**What you should do:**
The output should be the records themselves, given again exactly.

**Exercise input:**
■ ■ ■
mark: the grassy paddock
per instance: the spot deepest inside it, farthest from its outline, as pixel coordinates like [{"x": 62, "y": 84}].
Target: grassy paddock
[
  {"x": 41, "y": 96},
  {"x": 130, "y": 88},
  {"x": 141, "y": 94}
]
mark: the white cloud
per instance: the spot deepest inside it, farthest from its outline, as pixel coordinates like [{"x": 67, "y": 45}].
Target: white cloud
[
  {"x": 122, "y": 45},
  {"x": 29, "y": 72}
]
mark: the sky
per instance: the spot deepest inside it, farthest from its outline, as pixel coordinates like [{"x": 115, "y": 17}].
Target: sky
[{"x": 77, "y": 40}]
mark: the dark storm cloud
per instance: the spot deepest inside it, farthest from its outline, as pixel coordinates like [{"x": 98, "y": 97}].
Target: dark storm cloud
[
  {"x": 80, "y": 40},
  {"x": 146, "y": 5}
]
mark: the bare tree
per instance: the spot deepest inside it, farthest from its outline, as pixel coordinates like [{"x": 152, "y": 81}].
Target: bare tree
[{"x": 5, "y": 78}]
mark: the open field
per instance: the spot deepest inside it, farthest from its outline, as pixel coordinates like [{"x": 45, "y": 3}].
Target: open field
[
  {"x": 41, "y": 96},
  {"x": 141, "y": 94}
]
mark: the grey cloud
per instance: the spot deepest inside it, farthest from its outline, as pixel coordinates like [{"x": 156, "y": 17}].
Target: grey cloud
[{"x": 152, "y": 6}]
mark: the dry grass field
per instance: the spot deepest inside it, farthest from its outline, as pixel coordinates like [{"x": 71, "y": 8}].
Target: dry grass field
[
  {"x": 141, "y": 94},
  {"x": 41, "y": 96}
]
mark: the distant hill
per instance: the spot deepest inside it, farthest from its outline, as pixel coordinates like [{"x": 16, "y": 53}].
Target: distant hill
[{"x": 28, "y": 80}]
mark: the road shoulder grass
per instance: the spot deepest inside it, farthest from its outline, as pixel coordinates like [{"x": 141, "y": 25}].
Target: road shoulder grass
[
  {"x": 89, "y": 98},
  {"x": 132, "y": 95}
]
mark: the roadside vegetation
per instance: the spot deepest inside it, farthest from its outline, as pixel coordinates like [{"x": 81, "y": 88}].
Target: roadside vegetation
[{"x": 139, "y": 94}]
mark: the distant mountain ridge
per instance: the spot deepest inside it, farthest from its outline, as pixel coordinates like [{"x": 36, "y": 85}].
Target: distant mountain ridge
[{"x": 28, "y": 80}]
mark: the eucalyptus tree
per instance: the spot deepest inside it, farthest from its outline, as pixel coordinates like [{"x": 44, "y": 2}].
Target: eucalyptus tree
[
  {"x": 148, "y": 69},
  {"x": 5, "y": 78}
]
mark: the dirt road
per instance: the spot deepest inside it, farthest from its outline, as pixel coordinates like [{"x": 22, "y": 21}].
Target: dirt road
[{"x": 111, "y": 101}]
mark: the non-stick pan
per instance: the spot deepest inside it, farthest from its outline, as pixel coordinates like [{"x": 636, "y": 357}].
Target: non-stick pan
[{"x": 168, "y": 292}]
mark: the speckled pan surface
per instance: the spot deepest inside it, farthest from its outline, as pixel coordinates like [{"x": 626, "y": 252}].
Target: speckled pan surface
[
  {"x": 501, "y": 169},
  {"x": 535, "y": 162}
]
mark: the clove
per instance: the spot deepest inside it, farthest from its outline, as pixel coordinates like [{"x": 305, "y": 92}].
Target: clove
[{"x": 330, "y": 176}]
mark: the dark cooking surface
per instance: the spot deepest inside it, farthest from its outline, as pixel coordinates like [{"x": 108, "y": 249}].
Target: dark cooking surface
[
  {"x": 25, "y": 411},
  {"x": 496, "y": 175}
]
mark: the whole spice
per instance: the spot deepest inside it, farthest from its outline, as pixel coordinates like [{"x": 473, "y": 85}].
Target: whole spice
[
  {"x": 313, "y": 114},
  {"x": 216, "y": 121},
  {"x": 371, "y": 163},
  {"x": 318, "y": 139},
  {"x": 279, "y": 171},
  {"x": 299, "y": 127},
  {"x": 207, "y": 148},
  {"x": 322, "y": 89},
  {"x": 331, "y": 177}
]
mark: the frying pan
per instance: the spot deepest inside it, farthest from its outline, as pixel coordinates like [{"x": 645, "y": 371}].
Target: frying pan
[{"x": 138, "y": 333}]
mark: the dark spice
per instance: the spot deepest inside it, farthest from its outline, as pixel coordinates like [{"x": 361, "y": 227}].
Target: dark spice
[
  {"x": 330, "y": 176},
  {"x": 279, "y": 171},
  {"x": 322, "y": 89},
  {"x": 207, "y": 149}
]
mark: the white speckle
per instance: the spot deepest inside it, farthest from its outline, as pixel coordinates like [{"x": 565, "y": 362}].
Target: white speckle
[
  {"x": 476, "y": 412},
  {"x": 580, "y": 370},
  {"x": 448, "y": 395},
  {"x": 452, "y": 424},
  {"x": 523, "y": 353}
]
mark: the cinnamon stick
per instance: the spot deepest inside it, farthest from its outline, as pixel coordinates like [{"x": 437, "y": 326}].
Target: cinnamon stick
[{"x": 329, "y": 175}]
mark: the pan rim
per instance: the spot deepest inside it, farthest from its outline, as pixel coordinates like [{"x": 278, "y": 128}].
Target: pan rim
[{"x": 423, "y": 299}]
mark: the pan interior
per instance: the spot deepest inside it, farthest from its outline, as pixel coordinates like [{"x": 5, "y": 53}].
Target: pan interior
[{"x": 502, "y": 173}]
■ ■ ■
**Answer for this exercise:**
mark: the grassy paddock
per instance: the spot deepest inside it, farthest from its outline, as pixel coordinates like [{"x": 62, "y": 84}].
Target: grassy paddock
[
  {"x": 41, "y": 96},
  {"x": 130, "y": 88},
  {"x": 141, "y": 94}
]
mark: the white cloud
per instance: the spot deepest inside it, farthest from its outline, as pixel coordinates like [{"x": 67, "y": 45}].
Target: white cloud
[
  {"x": 122, "y": 45},
  {"x": 29, "y": 72}
]
mark: the sky
per instance: the spot deepest inside it, farthest from its outline, as pixel coordinates like [{"x": 115, "y": 17}].
Target: sky
[{"x": 77, "y": 40}]
mark: the dark storm cloud
per instance: the spot deepest inside it, farthest from its outline, as pixel coordinates like [{"x": 98, "y": 97}].
Target: dark storm cloud
[
  {"x": 80, "y": 40},
  {"x": 146, "y": 5}
]
mark: the bare tree
per instance: the spot deepest inside it, farthest from its outline, as pixel coordinates like [{"x": 152, "y": 81}].
Target: bare tree
[{"x": 5, "y": 78}]
mark: the open field
per instance: the spot deepest inside it, farthest from its outline, as pixel coordinates like [{"x": 45, "y": 3}].
Target: open field
[
  {"x": 41, "y": 96},
  {"x": 141, "y": 94}
]
mark: the grey cloud
per instance: the spot deepest inside it, farthest from its outline, as pixel coordinates like [{"x": 156, "y": 17}].
Target: grey cloud
[{"x": 152, "y": 6}]
mark: the dry grass field
per instance: the spot deepest inside it, farthest from its outline, as pixel coordinates like [{"x": 71, "y": 8}].
Target: dry grass field
[
  {"x": 141, "y": 94},
  {"x": 41, "y": 96}
]
mark: the distant hill
per instance: the spot deepest inside it, farthest from its outline, as pixel coordinates like [{"x": 16, "y": 53}].
Target: distant hill
[{"x": 28, "y": 80}]
mark: the road shoulder grass
per instance: the spot deepest inside it, farthest from its outline, as pixel coordinates like [{"x": 141, "y": 25}].
Target: road shoulder grass
[
  {"x": 89, "y": 98},
  {"x": 132, "y": 95}
]
mark: the roadside vegetation
per instance: the spot deepest inside it, farthest from its outline, as pixel coordinates like [{"x": 81, "y": 88}].
Target: roadside vegetation
[{"x": 139, "y": 94}]
mark: the distant mountain ridge
per instance: the spot deepest inside it, farthest from its outline, as pixel coordinates like [{"x": 36, "y": 85}].
Target: distant mountain ridge
[{"x": 28, "y": 80}]
mark: the eucalyptus tree
per instance: the spot deepest inside it, farthest from its outline, as pixel coordinates like [{"x": 44, "y": 2}].
Target: eucalyptus tree
[
  {"x": 148, "y": 69},
  {"x": 5, "y": 78}
]
mark: the dirt road
per instance: the spot deepest inside it, farthest from its outline, as pixel coordinates like [{"x": 22, "y": 21}].
Target: dirt road
[{"x": 111, "y": 101}]
mark: the non-stick pan
per instance: the spot deepest inside it, farthest from its outline, as pixel coordinates like [{"x": 636, "y": 357}].
Target: non-stick pan
[{"x": 168, "y": 292}]
mark: the speckled pan surface
per instance: the spot deepest inside it, farthest from its outline, as pixel coordinates like [{"x": 626, "y": 252}].
Target: speckled pan surface
[
  {"x": 501, "y": 169},
  {"x": 535, "y": 162}
]
mark: the clove
per instance: the spot deepest inside it, farthest from its outline, as pixel coordinates like [{"x": 305, "y": 92}].
Target: clove
[{"x": 330, "y": 176}]
mark: the dark cooking surface
per instance: the spot deepest inside it, farthest from its outline, as pixel coordinates like [{"x": 108, "y": 249}].
Target: dark cooking surface
[
  {"x": 25, "y": 411},
  {"x": 496, "y": 175}
]
mark: the whole spice
per instance: the spot deepest inside it, farthest from its outline, as pixel coordinates like [{"x": 473, "y": 85}].
Target: whole spice
[
  {"x": 313, "y": 114},
  {"x": 216, "y": 121},
  {"x": 371, "y": 163},
  {"x": 318, "y": 139},
  {"x": 279, "y": 171},
  {"x": 299, "y": 127},
  {"x": 207, "y": 148},
  {"x": 322, "y": 89},
  {"x": 331, "y": 177}
]
mark: the frying pan
per instance: the spot deepest inside it, farthest from its outline, as pixel coordinates like [{"x": 645, "y": 371}].
Target: frying pan
[{"x": 138, "y": 333}]
mark: the dark spice
per instance: the spot deepest inside it, farthest from its outline, as pixel coordinates like [{"x": 361, "y": 227}].
Target: dark spice
[
  {"x": 330, "y": 176},
  {"x": 279, "y": 171},
  {"x": 322, "y": 89},
  {"x": 207, "y": 149}
]
mark: the white speckle
per instance: the spot deepest inside it, farthest from its outline, as pixel coordinates like [{"x": 565, "y": 362}].
Target: white speckle
[
  {"x": 476, "y": 412},
  {"x": 580, "y": 370},
  {"x": 448, "y": 395},
  {"x": 452, "y": 424},
  {"x": 523, "y": 353}
]
mark: the cinnamon stick
per instance: the spot deepest inside it, farthest from its outline, as pixel coordinates like [{"x": 437, "y": 326}].
Target: cinnamon stick
[{"x": 329, "y": 175}]
mark: the pan rim
per instance: the spot deepest inside it, farthest from its outline, as pixel coordinates like [{"x": 278, "y": 128}].
Target: pan rim
[{"x": 423, "y": 299}]
mark: the pan interior
per instance: the spot deepest inside it, farthest from its outline, as pixel coordinates like [{"x": 5, "y": 53}].
Target: pan interior
[{"x": 502, "y": 173}]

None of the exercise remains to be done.